━━ Records to use ━━

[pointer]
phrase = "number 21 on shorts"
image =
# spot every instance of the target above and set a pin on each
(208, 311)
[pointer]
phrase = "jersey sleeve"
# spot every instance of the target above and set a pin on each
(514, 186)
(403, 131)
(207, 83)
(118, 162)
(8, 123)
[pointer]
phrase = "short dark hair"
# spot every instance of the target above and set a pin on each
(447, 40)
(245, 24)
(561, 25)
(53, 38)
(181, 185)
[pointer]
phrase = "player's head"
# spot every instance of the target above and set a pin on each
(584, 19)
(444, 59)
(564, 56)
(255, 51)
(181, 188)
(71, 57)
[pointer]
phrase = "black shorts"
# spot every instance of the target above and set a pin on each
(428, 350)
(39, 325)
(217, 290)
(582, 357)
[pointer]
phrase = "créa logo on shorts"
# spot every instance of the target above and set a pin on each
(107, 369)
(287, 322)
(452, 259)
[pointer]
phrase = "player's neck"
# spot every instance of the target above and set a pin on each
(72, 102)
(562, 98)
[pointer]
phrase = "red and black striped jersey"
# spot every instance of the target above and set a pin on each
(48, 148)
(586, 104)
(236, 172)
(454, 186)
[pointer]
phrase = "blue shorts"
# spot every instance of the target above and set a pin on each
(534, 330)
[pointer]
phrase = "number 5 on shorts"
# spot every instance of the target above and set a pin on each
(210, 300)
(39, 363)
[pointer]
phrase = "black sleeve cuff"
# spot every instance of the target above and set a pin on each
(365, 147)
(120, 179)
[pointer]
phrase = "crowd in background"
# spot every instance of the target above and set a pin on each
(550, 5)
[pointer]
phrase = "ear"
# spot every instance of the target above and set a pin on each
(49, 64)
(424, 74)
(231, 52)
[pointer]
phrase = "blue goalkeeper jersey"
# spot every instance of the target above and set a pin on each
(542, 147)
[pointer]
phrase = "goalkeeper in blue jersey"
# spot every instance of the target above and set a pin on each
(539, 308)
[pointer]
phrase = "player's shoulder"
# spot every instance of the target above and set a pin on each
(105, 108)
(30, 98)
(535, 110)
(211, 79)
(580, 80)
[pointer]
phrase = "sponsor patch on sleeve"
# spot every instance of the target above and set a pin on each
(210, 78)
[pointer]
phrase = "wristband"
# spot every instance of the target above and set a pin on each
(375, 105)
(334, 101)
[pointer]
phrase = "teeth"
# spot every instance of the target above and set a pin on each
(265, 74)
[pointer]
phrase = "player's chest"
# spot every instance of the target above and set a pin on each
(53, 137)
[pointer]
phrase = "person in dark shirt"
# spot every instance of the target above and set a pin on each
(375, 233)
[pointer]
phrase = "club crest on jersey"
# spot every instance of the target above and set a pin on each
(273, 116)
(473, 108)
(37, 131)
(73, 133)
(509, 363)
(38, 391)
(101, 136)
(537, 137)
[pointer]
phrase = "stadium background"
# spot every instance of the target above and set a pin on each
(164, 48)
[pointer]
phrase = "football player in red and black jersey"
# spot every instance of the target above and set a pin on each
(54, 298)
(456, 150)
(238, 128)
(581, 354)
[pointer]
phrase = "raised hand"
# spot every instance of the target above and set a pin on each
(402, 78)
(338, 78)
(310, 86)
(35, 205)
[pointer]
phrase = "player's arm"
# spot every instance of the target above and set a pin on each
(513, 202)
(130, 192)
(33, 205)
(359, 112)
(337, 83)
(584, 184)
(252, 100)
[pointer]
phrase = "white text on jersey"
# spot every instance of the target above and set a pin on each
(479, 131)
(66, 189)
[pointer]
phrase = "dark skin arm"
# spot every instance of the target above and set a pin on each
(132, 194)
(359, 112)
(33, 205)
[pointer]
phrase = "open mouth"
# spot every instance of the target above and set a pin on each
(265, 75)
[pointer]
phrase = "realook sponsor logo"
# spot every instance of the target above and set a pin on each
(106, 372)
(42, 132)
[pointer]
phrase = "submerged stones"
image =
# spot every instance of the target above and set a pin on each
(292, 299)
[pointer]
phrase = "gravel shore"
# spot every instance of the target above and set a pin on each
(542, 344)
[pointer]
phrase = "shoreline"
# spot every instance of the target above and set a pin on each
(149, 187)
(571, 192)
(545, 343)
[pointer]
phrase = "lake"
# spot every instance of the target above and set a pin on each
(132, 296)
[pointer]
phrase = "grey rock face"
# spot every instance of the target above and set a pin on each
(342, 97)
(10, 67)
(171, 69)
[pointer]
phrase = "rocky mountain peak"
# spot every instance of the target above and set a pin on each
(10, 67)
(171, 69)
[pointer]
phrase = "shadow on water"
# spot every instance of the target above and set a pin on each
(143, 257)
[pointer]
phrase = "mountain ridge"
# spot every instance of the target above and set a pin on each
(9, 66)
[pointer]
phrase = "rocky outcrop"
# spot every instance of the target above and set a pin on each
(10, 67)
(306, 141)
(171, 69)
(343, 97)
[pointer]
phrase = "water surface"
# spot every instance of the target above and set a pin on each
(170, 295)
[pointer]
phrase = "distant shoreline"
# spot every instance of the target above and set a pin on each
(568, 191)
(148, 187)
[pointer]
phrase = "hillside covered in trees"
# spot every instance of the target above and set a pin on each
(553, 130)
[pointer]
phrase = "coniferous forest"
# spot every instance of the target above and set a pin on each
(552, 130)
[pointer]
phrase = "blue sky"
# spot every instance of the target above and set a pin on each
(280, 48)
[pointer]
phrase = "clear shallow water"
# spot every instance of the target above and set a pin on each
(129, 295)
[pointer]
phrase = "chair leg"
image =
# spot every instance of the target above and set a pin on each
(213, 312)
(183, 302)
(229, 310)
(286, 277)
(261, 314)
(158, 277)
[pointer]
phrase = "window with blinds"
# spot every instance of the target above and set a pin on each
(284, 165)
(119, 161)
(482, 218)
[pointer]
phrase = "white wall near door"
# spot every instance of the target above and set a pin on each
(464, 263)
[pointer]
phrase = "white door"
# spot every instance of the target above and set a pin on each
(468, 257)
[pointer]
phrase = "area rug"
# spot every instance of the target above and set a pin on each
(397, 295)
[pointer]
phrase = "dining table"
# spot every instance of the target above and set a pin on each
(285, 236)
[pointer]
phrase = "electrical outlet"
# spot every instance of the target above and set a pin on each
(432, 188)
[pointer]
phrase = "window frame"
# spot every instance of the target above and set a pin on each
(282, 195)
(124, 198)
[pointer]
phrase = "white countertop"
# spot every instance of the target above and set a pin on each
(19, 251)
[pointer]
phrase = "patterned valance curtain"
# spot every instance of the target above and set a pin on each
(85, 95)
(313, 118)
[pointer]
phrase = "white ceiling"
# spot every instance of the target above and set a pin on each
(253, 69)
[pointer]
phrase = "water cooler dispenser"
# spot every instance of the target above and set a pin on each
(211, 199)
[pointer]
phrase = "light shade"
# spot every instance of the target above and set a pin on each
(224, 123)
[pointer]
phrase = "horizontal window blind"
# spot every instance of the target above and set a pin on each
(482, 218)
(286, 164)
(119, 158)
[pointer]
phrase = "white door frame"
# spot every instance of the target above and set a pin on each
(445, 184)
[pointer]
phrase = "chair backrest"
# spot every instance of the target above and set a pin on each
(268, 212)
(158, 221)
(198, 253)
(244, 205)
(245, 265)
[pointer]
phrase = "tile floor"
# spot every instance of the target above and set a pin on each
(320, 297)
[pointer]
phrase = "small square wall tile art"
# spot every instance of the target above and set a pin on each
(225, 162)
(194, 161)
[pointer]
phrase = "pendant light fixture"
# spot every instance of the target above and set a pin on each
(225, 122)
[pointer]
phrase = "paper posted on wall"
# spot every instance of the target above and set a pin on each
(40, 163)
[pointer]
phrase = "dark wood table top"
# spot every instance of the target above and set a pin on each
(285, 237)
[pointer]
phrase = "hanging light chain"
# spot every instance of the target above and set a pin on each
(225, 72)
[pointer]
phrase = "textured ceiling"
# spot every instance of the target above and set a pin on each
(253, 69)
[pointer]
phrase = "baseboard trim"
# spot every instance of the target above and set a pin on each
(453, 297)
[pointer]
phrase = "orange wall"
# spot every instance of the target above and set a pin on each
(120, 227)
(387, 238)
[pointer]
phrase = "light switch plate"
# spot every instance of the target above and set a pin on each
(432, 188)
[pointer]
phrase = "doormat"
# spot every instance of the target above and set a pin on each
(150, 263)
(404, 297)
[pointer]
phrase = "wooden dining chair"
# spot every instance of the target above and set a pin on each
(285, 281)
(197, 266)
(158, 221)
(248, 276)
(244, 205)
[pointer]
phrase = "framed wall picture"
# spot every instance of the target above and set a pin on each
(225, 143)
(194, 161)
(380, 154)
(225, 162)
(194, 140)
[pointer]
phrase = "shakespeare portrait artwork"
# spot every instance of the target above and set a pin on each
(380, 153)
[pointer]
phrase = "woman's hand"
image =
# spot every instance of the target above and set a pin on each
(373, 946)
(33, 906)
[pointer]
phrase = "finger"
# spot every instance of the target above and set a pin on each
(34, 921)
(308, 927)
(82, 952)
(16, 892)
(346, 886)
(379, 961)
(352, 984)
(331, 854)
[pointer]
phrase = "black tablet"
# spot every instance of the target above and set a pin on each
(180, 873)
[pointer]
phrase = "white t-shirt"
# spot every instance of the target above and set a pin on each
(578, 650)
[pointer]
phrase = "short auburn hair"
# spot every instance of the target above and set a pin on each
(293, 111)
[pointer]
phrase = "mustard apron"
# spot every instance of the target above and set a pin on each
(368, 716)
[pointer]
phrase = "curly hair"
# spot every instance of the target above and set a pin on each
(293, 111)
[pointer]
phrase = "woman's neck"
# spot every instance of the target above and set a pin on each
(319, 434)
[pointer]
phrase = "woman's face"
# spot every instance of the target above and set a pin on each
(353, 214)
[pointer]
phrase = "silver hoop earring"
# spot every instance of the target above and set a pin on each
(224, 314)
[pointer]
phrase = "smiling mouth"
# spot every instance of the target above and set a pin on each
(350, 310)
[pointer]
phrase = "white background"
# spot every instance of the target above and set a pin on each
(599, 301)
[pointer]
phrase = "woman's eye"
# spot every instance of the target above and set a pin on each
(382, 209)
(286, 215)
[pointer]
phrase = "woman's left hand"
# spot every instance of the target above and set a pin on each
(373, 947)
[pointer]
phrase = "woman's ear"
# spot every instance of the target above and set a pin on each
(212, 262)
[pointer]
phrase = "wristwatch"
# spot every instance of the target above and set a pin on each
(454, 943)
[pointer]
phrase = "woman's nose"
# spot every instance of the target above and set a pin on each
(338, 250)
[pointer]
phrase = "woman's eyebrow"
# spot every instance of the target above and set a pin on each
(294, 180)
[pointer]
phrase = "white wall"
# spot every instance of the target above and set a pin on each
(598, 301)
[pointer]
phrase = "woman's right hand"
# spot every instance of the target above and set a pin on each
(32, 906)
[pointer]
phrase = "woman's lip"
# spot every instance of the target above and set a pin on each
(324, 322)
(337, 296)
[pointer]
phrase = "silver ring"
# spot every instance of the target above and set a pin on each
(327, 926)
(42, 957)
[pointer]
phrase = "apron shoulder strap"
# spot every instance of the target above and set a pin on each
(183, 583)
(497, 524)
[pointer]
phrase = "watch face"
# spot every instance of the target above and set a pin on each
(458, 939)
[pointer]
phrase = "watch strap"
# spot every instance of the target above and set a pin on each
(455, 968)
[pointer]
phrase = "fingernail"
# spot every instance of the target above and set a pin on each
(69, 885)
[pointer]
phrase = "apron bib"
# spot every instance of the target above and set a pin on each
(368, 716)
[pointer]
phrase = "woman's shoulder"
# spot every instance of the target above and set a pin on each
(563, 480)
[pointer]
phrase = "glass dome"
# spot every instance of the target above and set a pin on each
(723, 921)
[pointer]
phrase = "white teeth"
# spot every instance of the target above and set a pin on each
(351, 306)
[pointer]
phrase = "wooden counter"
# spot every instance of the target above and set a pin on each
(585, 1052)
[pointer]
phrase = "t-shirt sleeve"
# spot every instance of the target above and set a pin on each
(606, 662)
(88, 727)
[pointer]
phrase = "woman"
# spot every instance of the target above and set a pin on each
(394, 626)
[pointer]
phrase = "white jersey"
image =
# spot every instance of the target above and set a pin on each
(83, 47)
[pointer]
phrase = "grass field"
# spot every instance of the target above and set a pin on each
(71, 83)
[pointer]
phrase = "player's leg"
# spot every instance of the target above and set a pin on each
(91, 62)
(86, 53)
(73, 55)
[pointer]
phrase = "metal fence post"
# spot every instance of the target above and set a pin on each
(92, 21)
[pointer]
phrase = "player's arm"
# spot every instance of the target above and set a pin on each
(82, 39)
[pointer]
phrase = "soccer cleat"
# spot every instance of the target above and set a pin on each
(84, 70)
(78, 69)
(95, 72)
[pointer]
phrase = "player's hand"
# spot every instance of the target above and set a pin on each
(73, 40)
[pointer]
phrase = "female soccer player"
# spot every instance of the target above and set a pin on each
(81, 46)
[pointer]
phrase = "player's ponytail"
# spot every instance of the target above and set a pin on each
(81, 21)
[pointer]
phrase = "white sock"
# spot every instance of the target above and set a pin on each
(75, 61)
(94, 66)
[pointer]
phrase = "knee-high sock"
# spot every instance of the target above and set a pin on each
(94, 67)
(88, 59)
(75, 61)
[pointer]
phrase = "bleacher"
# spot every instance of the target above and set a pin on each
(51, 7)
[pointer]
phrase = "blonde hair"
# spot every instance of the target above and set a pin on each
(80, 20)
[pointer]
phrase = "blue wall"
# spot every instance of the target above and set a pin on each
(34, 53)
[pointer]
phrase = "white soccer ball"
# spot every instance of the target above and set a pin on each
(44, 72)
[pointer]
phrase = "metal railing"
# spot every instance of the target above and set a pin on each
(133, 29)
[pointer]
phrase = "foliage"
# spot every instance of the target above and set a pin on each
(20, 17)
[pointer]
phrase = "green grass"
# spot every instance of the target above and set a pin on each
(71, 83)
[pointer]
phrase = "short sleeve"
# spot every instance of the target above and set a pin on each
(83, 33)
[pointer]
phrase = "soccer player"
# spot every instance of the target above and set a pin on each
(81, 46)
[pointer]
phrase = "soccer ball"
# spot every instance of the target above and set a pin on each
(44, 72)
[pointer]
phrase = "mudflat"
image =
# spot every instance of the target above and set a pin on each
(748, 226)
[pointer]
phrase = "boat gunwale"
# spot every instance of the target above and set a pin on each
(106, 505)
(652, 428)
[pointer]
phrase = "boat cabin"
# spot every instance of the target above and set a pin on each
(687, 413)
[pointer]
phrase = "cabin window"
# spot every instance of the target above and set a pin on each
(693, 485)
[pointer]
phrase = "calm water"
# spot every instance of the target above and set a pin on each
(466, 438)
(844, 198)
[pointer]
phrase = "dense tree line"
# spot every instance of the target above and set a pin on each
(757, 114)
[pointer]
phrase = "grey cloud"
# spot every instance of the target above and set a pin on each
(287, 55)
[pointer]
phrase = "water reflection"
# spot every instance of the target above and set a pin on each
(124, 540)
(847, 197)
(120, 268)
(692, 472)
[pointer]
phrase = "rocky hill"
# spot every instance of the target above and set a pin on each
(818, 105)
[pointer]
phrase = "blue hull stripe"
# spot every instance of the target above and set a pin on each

━━━

• **What the task asks**
Find the string "shoreline" in the listing and copy every line in which it occurs.

• **Reply to the exercise**
phrase = "shoreline"
phrase = "distant shoreline"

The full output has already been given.